What is being asked
Print each line of the listing once more, precisely as given.

Dataset records
★ ★ ★ ★ ★

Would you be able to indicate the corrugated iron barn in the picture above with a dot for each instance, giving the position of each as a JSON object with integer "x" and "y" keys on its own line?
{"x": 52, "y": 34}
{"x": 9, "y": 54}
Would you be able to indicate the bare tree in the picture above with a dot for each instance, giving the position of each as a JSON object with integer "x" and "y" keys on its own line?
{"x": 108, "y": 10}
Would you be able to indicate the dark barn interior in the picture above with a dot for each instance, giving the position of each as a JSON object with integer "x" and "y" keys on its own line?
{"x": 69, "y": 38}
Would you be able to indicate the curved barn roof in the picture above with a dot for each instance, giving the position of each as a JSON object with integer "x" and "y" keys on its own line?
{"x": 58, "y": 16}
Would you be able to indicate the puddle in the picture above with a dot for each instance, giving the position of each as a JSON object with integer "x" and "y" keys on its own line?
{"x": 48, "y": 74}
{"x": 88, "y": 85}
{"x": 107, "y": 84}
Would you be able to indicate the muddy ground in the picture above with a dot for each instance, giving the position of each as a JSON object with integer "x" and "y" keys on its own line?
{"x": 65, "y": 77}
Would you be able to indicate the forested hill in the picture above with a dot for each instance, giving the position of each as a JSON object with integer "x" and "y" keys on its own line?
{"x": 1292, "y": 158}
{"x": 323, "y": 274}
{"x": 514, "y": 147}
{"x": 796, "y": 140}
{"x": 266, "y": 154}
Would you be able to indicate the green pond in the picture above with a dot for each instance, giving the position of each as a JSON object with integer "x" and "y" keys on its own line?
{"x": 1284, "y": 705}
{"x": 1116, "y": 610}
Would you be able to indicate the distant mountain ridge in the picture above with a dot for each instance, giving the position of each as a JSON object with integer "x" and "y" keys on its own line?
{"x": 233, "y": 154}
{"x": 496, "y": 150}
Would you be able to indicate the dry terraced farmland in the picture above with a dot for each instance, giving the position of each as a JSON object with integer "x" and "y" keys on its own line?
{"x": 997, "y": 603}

★ ★ ★ ★ ★

Response
Would you be able to indicate the corrugated iron barn in the picture above with a dot for each instance, giving the position of each as a JSON object with integer "x" and "y" keys on its own line?
{"x": 52, "y": 34}
{"x": 9, "y": 54}
Would you be able to indicate the bare tree in the picture above with a dot for each instance, giving the position of each as a JSON object with integer "x" and "y" keys on its own line?
{"x": 108, "y": 10}
Would you be able to indicate the dark barn interior in the picture above with a dot for each instance, giving the position of each as a JSON object with integer "x" and "y" keys on its own line?
{"x": 69, "y": 38}
Would you be able to indicate the curved barn roof in the picture above with a dot for each instance, giving the position of each as a JSON object with integer "x" and "y" keys on its own line?
{"x": 58, "y": 16}
Would you be able to indicate the puddle in the picture above with a dot for each instance, giving the position of each as a JSON object with integer "x" and "y" keys on its own line?
{"x": 48, "y": 74}
{"x": 88, "y": 85}
{"x": 107, "y": 84}
Would you be able to indicate the muddy ground in the picture above with a dot for each instance, giving the position of each as a JSON object with integer "x" and "y" keys on its own line?
{"x": 65, "y": 77}
Would you be able to indicate the forested hill in the picture above with a dot for each instance, giving the position of each as a JSON object with integer "x" and "y" keys on its own line?
{"x": 1292, "y": 158}
{"x": 323, "y": 274}
{"x": 514, "y": 147}
{"x": 796, "y": 140}
{"x": 266, "y": 154}
Would you be able to indicate the green pond in the picture above with a dot for each instance, giving the position of each as a JSON object with integer "x" and "y" keys on its own line?
{"x": 1284, "y": 705}
{"x": 1116, "y": 610}
Would you be able to indicate the distant mountain ridge in the picture above with a dot for each instance, giving the position of each as a JSON object with integer "x" and "y" keys on its own line?
{"x": 233, "y": 154}
{"x": 496, "y": 150}
Would you be able to indicate the dry terraced farmland in the picture above with a dot for each instance, giving the position of each as a JSON object with integer "x" and "y" keys on its own line?
{"x": 997, "y": 603}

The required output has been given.